Особенно крупные таймени водятся в одной из главных рек Сахалина — Тыми. Я неоднократно слышал от тамошних рыболовов рассказ, за достоверность которого не могу поручиться, об одном беспечном рыболове, который забросил своего «мыша» в Тымь и, чтобы не тратить зря время, обвязавшись лесой- бечевой, преспокойно уснул. Тело бедняги нашли через несколько дней в устье Тыми. На «мыша» попался здоровенный таймень, который стащил спящего в воду и все эти дни таскал его тело на бечеве по реке. Говорят, будто вес того хищника превышал тридцать килограммов.
Самый крупный таймень, которого мне посчастливилось поймать на Сахалине, был около двадцати килограммов и длиной более полутора метров. В тот год мы работали на севере острова в бассейне реки Вал, в местах совершенно ненаселенных и бедных дичью, так что такой приварок к рациону отряда был весьма кстати. И еще одно, совершенно неожиданное, применение получила моя добыча. У меня в первом же маршруте раскрошилась подошва сапога — то ли он «пережарился» у костра, то ли был фабричный брак, но положение создалось, критическое. Попытки обвязывать подошву брезентом ни к чему не привели. Багульник и стелющиеся кустарники быстро рвали материю, а нога оставалась босой. И вот я решил испробовать для подошвы шкуру тайменя. Опыт удался блестяще. Толстая тайменья кожа, прикрепленная медной проволокой к остатку подошвы, выдержала целый маршрутный день! Вечером, правда, пришлось заняться «холодным ремонтом» — сменить перетершуюся проволоку. И так почти месяц меня выручала рыбья кожа.

[Извлечённые данные]
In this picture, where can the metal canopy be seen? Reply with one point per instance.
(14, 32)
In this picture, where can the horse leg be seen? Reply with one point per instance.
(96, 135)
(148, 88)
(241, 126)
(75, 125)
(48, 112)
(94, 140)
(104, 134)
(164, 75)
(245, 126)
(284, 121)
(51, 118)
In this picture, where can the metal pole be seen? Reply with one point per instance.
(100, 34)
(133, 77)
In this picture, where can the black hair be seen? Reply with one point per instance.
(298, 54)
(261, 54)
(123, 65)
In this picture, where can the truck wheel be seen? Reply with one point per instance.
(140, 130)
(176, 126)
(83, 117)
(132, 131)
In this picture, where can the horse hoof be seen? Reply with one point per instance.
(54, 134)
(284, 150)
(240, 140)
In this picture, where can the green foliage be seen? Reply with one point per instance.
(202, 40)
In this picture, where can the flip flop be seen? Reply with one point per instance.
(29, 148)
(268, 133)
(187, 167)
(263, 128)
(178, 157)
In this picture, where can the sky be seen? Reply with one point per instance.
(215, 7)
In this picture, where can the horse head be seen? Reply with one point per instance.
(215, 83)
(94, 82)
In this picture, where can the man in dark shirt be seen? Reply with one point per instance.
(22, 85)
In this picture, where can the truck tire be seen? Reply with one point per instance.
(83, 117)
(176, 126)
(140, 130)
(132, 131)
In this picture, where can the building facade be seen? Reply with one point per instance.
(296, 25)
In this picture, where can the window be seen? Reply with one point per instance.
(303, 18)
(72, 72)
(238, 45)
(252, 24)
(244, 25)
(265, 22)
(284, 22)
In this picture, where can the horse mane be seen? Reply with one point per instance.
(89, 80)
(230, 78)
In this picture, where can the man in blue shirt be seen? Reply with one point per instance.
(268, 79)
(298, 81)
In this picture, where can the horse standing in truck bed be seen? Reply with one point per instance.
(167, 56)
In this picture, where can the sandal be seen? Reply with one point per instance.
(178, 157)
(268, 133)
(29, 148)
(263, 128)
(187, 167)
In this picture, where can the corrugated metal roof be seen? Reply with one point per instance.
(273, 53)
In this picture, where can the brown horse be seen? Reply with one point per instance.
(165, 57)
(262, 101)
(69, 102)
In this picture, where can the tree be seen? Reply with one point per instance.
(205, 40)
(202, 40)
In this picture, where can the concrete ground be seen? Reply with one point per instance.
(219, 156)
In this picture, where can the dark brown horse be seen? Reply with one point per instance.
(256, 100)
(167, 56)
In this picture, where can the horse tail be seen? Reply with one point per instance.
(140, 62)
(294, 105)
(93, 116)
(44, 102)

[Задания]
A – Ответьте по исходному тексту:
(i) Сколько, по слухам, весил таймень из рассказа о рыболове на Тыми?
(ii) Какой длины был самый крупный таймень, пойманный автором на Сахалине?
(iii) Чем тайменья кожа была прикреплена к остатку подошвы?
B – Выпишите из записей все строки, содержащие слово «truck», с учётом регистра букв.

[Ответы по заданиям]
A –
(i) Больше тридцати килограммов.
(ii) Больше полутора метров.
(iii) Медной проволокой.

B –
In this picture, where can the truck wheel be seen? Reply with one point per instance.
In this picture, where can the truck tire be seen? Reply with one point per instance.
In this picture, where can the horse standing in truck bed be seen? Reply with one point per instance.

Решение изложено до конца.